Data for the task:
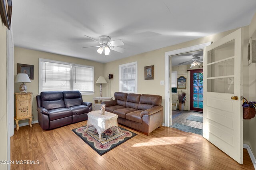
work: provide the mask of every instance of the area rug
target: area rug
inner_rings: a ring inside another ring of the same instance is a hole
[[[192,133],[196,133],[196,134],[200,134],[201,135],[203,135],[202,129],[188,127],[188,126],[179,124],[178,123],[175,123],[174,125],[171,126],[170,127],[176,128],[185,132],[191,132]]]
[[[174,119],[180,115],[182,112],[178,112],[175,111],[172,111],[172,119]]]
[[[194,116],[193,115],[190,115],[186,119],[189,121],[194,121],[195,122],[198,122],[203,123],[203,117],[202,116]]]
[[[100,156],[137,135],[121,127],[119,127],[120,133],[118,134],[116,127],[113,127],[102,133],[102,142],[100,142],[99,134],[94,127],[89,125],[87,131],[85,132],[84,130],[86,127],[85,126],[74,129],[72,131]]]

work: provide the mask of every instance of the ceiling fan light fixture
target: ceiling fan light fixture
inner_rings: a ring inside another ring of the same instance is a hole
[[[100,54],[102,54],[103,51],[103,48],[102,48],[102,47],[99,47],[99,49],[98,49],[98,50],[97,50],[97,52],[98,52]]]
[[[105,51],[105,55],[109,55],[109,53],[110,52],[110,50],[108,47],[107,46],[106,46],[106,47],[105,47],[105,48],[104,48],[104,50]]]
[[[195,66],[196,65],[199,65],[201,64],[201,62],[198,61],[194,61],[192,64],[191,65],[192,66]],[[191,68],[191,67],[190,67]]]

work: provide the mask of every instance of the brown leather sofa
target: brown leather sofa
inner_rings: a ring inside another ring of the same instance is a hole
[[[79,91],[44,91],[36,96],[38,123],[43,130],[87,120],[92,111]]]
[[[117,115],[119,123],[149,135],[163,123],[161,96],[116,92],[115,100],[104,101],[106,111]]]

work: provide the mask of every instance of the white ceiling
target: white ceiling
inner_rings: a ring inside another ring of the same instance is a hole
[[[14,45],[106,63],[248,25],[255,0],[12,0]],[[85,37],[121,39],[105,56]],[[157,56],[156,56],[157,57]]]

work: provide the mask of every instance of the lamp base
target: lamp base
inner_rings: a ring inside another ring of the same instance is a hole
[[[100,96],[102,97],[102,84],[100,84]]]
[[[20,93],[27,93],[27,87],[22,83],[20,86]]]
...
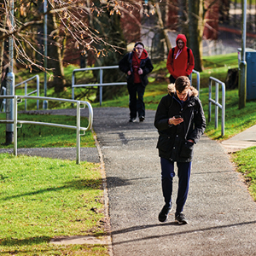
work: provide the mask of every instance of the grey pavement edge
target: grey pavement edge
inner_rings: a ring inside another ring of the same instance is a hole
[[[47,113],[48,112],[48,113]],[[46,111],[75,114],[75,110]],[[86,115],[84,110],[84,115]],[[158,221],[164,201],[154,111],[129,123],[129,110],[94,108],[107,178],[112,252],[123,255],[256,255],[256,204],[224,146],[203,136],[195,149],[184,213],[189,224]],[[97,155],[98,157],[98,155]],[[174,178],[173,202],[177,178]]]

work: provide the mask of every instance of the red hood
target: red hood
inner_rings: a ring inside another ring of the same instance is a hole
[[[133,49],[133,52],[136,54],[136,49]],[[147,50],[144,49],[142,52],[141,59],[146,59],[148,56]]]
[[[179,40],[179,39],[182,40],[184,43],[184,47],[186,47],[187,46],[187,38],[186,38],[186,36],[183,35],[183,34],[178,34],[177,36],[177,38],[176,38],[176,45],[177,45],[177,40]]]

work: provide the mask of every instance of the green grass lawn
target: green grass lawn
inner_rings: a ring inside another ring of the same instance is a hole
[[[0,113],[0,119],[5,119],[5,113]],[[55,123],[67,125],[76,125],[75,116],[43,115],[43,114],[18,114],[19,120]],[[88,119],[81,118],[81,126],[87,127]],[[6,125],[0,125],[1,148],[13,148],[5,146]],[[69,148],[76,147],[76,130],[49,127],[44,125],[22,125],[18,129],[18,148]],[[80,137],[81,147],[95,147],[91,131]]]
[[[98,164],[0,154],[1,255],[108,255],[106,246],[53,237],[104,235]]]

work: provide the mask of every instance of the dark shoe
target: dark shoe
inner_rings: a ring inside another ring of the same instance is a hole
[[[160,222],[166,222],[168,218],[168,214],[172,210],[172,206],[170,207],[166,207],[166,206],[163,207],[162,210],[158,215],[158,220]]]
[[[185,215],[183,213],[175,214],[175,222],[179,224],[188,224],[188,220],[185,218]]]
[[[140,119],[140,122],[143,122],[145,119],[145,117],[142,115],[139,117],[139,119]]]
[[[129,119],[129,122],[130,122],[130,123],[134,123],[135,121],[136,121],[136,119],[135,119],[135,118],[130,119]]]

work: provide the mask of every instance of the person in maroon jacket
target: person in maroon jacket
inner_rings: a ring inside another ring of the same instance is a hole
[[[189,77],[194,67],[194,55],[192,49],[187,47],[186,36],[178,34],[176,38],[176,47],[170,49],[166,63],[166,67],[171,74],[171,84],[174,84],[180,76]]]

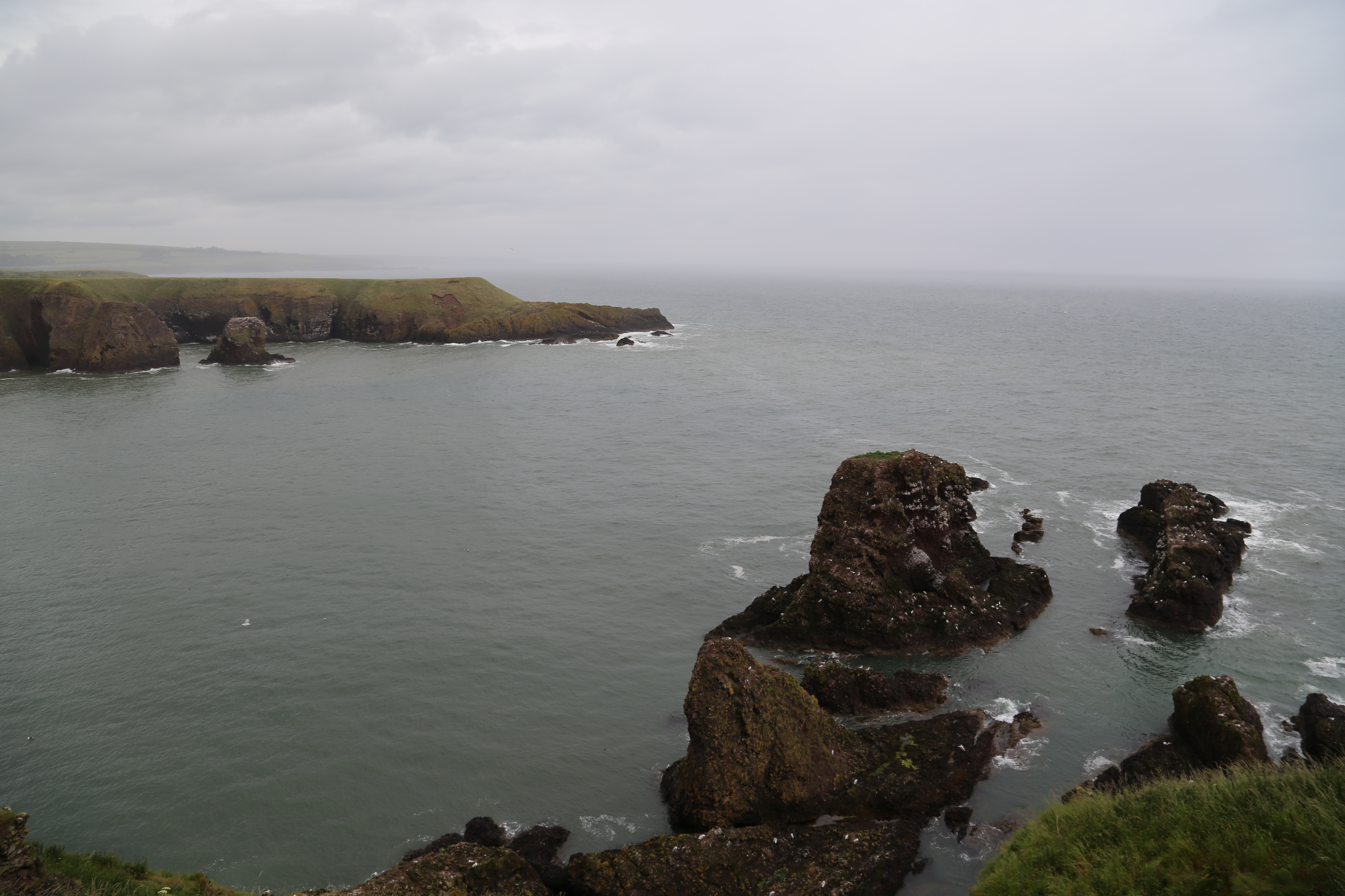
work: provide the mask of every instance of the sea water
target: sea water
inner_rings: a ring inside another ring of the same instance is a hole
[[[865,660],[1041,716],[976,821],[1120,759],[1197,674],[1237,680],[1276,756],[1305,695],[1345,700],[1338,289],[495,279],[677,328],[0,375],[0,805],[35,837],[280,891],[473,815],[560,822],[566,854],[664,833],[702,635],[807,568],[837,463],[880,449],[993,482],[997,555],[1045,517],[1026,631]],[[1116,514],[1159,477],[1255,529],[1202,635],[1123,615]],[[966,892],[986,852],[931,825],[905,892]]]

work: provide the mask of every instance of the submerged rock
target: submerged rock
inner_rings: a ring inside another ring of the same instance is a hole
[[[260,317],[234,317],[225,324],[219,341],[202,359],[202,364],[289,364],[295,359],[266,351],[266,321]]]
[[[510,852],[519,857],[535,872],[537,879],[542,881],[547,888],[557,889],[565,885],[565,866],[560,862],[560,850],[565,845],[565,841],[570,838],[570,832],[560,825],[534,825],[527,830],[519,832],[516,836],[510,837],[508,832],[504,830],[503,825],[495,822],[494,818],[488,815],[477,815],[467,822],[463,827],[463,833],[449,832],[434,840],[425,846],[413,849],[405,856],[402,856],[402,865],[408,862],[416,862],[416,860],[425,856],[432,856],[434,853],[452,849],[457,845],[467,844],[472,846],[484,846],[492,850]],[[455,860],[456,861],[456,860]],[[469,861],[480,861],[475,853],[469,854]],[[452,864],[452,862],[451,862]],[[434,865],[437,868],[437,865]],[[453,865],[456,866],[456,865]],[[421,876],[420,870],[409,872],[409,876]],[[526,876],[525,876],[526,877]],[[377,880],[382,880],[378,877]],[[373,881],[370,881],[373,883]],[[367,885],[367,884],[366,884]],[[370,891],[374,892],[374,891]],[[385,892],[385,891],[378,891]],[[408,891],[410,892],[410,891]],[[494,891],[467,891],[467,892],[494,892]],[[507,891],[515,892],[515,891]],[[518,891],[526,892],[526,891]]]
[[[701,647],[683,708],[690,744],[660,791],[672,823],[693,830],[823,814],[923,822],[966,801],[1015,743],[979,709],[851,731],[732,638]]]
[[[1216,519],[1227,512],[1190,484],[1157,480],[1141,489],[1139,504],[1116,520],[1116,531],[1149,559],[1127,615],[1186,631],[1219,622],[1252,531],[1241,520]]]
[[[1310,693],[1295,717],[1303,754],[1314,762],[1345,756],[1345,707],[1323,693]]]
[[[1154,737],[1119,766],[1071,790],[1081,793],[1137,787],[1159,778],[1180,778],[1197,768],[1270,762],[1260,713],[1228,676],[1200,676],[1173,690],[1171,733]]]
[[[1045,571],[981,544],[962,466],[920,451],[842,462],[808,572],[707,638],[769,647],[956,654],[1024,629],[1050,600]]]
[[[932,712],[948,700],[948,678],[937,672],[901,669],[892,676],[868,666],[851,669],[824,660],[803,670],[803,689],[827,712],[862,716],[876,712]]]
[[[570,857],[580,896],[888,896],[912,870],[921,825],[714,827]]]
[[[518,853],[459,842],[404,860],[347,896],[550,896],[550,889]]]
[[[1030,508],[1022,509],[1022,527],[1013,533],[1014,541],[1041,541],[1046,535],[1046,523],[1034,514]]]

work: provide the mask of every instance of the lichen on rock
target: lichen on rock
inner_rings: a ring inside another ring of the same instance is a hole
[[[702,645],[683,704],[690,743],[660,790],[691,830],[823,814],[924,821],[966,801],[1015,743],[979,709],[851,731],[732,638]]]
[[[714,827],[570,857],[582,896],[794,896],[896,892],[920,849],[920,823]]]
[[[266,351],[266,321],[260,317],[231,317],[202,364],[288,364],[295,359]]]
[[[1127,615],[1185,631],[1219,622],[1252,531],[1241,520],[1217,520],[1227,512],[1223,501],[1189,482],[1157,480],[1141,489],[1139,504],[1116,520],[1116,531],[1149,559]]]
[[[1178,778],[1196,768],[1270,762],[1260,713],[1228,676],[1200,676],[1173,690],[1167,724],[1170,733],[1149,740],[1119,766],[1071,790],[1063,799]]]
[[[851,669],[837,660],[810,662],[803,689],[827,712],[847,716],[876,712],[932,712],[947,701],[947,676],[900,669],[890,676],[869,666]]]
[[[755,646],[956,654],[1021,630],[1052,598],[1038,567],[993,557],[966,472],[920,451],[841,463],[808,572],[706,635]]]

Problem to work on: List every line of the items above that contains the string "sofa". Case counts.

Reply to the exercise:
work: provide the mask of every instance of the brown leather sofa
target: brown leather sofa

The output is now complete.